→ **Objectives**
a – Please rewrite the coin investing post between "How to invest in coins: Step 1" and "first few years.", inclusive, replacing "uncirculated" with "unused".
b – List every time span over which, according to the coin investing post, Excess Economics asked what the best investment was.

→ **Provided passage**
___

October 15th, 2009 No comments

Today’s blog post will cover the basics of coin collection for investment purposes. It can be summed up in two words; quality and rarity.

How to invest in coins: Step 1 Find Quality and Rarity

First and foremost, the coin has to be of the highest quality, or it has to be extremely rare.  Now, an extreme rarity is something they didn’t make many of to begin with. If you don’t have access to rarity, try for the highest quality possible.

High quality coins are coins that have remained in brand new (uncirculated) condition for a number of years. High-quality rare coins are the most valuable. Although, circulated rare coins command a higher price than non-rare uncirculated coins.

How to invest in coins: Step 2 Buy and Hold

I recommend that investment collectors wait at least five to ten years to sell a coin after acquiring it. I wouldn’t recommend actively trading coins because you’ll probably only get some appreciation in the first 2 years of an investment in a coin and it’s a lot more unpredictable in the first few years.

It’s more predictable over 5 years and very, very predictable over 10. I advise my client that the 5 to 10 year period is the optimum period to hold a coin.

Of course, there are exceptions to the rule. There are times where instead of holding something for five years, the optimum capital appreciation might have occurred in two or three years. I that happens, I’ll ring my clients to tell them that this is a good time to actually sell this particular group of coins or banknotes because we’ve had a much quicker appreciation.

Usually, the longer a coin or note is held, the more valuable it becomes. If you look at coins over 40 years, the average rare coin has increased at a compound growth rate of 16.1%.  That’s a tremendous capital appreciation.

In fact, when Excess Economics used to do investment reports, ( they stopped doing it several years ago) they would ask what the best investment over 1 year, 5 years, and 10 years was.

Coins and bank notes always rated in the top 10 investments in all 3 categories.

Rare coins and bank notes are a great investment because there will always be a greater demand than there is supply in the market. The nature of rarity makes it so.

There are also many collectors who have collections for their own sake, and not for investment purposes. These collectors will never sell the rare coins in their collections, which puts further pressure on supply, and drives up the price of coins.

My business, Universal Coin Company, helps investors get started with a collection with as little as $1,000, but the recommended starting investment is around $50,000.

My company has collectors from all different backgrounds, there is no typical coin collector.

Although, there are several methods that are typical for buying and selling coins in a collection as well as creating an investment portfolio of coins and or bank notes.

I buy and sell coins at auction, for my business, and on behalf of my clients. There are also many businesses, that like my own, trade privately.

___

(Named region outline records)
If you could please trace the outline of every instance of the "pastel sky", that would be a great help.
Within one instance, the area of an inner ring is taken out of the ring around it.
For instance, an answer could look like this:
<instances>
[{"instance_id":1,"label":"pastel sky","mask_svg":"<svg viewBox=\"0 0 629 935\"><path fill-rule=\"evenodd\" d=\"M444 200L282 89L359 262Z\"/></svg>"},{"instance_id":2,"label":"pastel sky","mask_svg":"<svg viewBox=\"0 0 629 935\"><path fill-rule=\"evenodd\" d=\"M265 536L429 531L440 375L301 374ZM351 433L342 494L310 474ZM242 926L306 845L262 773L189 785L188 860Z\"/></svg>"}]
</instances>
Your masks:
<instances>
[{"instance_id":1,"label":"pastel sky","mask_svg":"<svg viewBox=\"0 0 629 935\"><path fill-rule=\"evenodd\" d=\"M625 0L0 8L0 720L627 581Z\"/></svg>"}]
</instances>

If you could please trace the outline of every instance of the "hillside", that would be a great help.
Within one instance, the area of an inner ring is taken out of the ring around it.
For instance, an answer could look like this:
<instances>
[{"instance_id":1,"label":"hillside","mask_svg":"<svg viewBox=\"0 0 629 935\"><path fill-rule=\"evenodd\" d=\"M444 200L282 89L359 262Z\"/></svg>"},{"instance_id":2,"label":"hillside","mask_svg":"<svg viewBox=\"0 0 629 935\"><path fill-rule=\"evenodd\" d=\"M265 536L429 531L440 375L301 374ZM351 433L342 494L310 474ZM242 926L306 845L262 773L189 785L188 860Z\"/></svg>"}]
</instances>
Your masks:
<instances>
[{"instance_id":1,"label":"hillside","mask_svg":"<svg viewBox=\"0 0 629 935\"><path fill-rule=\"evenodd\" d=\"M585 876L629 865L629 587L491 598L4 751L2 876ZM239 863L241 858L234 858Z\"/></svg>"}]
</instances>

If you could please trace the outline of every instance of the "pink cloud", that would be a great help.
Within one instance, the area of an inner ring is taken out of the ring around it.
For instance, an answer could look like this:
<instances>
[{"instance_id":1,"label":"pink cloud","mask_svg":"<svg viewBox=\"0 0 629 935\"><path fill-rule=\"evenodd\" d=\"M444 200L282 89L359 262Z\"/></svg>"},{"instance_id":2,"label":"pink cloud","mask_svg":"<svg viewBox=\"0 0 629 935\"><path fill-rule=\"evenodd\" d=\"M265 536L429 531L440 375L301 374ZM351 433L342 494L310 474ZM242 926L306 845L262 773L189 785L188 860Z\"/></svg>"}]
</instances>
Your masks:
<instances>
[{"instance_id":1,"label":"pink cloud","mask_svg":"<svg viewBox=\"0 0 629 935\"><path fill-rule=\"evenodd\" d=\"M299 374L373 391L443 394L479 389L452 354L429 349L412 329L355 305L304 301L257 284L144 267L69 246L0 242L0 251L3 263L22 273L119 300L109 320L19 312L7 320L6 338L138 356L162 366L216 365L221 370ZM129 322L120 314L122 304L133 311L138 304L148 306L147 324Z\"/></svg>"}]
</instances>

___

→ **Solutions to the tasks**
a –
How to invest in coins: Step 1 Find Quality and Rarity

First and foremost, the coin has to be of the highest quality, or it has to be extremely rare.  Now, an extreme rarity is something they didn’t make many of to begin with. If you don’t have access to rarity, try for the highest quality possible.

High quality coins are coins that have remained in brand new (unused) condition for a number of years. High-quality rare coins are the most valuable. Although, circulated rare coins command a higher price than non-rare unused coins.

How to invest in coins: Step 2 Buy and Hold

I recommend that investment collectors wait at least five to ten years to sell a coin after acquiring it. I wouldn’t recommend actively trading coins because you’ll probably only get some appreciation in the first 2 years of an investment in a coin and it’s a lot more unpredictable in the first few years.

b – 1 year, 5 years, 10 years